Support Questions
Find answers, ask questions, and share your expertise
Announcements
Alert: Welcome to the Unified Cloudera Community. Former HCC members be sure to read and learn how to activate your account here.

Eliminating export/import Zookeeper offsets on restart of flume (kafka channel).

Eliminating export/import Zookeeper offsets on restart of flume (kafka channel).

Explorer

Components Used for data ingestion:

Kafka Channel -> Flume Custom Sink -> DB

 

Current implementation: 

1. Before restart of flume ->  i need to export zookeeper offset for a kafka.source.groupId

2. Restart flume

3. import the offsets. -> reason: while restarting some messages fails at sink processing (custom sink) side, and I need to re-process them.

 

I am not using flume transactions rollback capability as for some errors(data issue) other that point 3, the message might be failed and rollbacked indefinately.
★ ★ ★ ★
▶ [WHAT TO DO]
**a)** Decide whether each statement agrees with the Flume offsets post, answering yes or no and quoting the deciding words from it. (i) Data moves from a Kafka channel through a custom Flume sink into a database. (ii) The writer uses Flume's transaction rollback to re-process failed messages. (iii) The Zookeeper offsets are exported after Flume restarts.
**b)** Continue the Flume offsets post from its last sentence.

▶ [GIVEN DATA]
★ ★ ★ ★
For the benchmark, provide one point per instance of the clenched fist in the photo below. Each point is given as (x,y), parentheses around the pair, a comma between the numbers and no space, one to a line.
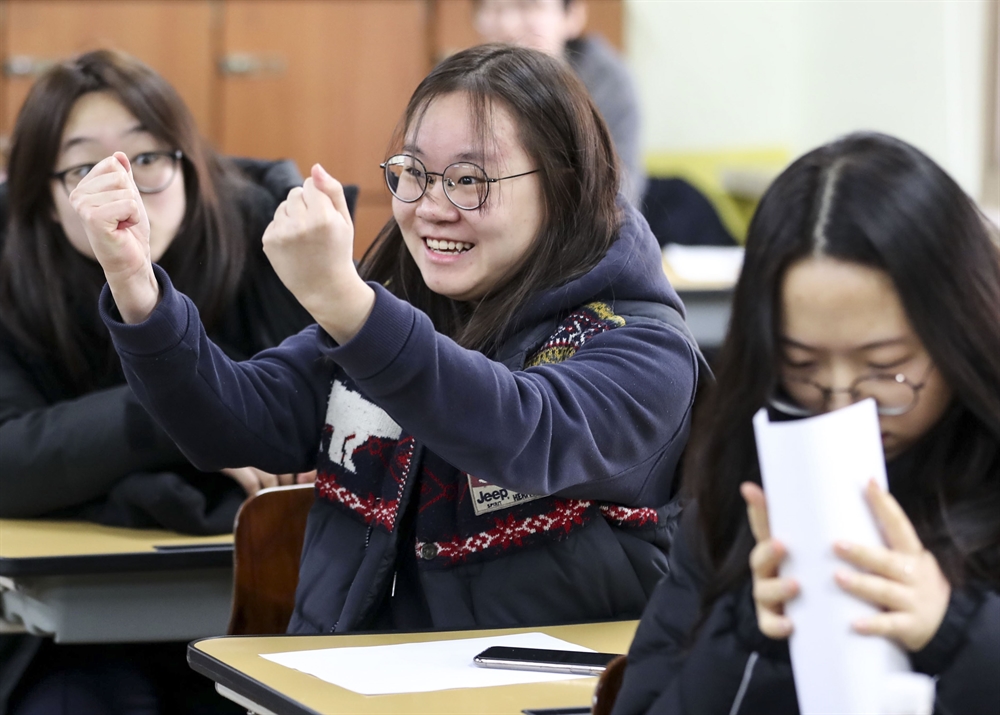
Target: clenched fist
★ ★ ★ ★
▶ [PER-TASK ANSWERS]
**a)**
(i) Yes: "Kafka Channel -> Flume Custom Sink -> DB"
(ii) No: "I am not using flume transactions rollback capability"
(iii) No: "Before restart of flume"

**b)**
I wanted to know if there is a better approach available other the export/import offsets everytime I restart flume.

 

 

 

2 REPLIES 2

Re: Eliminating export/import Zookeeper offsets on restart of flume (kafka channel).

Super Collaborator
You shouldn't have to export/import zk offsets, unless your sink isn't handling batch transactions properly. An offset should be committed, once the sink has acknowledged that the batch has been delivered. If you sinks are not properly handling this transaction, you would want to start investigating there first.

-pd

Re: Eliminating export/import Zookeeper offsets on restart of flume (kafka channel).

Explorer
Thanks for the response.